** START OF Reading text **
Wednesday, 22 August 2012

How MGM Made a Captain

When you think of how Bill Hanna and Joe Barbera churned out Oscar-winners and Tex Avery was creating some of the funniest cartoons of all time, it’s unbelievable how much turmoil happened before the M-G-M studio finally reached that point by the mid 1940s.

In a nutshell, the studio decided to sell cartoons once the sound era began, and distributed shorts made by Ub Iwerks from 1930 to 1934, then Hugh Harman and Rudy Ising from 1934 to 1937. MGM didn’t like Harman’s constant budget overruns, so it allowed the contact with Harman-Ising to expire and set up its own cartoons; Boxoffice magazine announced the plan May 29, 1937. After working in temporary headquarters, the animators moved into a brand-new building in Culver City on August 23, 1937.

That wasn’t the end of the problems. Factions instantly developed amongst the animators. Harry Hershfield was brought in to run the studio and fired. Milt Gross was brought in and fired. Hugh and Rudy were brought back as employees. All this happened by October 1938. Finally, Friz Freleng had enough and high-tailed it back to the comfort of the Schlesinger studio. Freleng had been hired in September 1937 and rolled his eyes at the prospect of animating what M-G-M bought as their starring characters—a carbon copy of the old Katzenjammer Kids comic strip (which had its own turmoil). An “animated turkey” he once called the series. He should have known the assignment was coming. Boxoffice announced on June 26, 1937 that rights to the Captain and the Kids had been purchased and Max Maxwell would be supervising them.
** END OF Reading text **
## Problems
(1) In the piece on MGM's early cartoon studio, on what date did the animators move into the new Culver City building?
(2) Pick up the piece on MGM's early cartoon studio after its final sentence and carry it forward.
** START OF Source data **
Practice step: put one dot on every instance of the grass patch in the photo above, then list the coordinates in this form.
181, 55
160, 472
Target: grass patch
** END OF Source data **
## Results of the exercise
(1) August 23, 1937.

(2)
Of course, that was all behind the scenes. Publicly, everything was optimistic. The United Press even did a story on the newly-opened studio that started with a staff of 25; trade publications announced new hirings over the next few months. It’s interesting to note the only people mentioned in the story are the freelance voice actors, not studio head Fred Quimby, production manager Max Maxwell, or any of the directors or animators. And it was apparently impossible to do any kind of story about animation without mentioning Walt Disney.

They Make Faces At Themselves, Then Draw Movies
By FREDERICK C. OTHMAN
(U. P. Hollywood Correspondent)

HOLLYWOOD, Oct. 6— (UP) — Fifty profoundly serious men went to work here today, making funny faces at themselves in looking glasses.
They’re the animators at M-G-M’s new and ultra-modern cartoon studios and when all 50 of them really got going in front of their mirrors, they are quite a sight.
The studio intends to make movie stars of the captain, mama, the inspector, and Hans and Fritz, who have chasing one another across the newspaper comic pages these many years.
“The Captain and the Kids” first installment, now is in production. The resultant goings on inside a major studio nobody ever saw before.
There are first the authors writing the story of the captain and the brats. These writers don’t bother with manuscripts. They draw their stories in picture form, one panel after another, and paste ‘em on the wall.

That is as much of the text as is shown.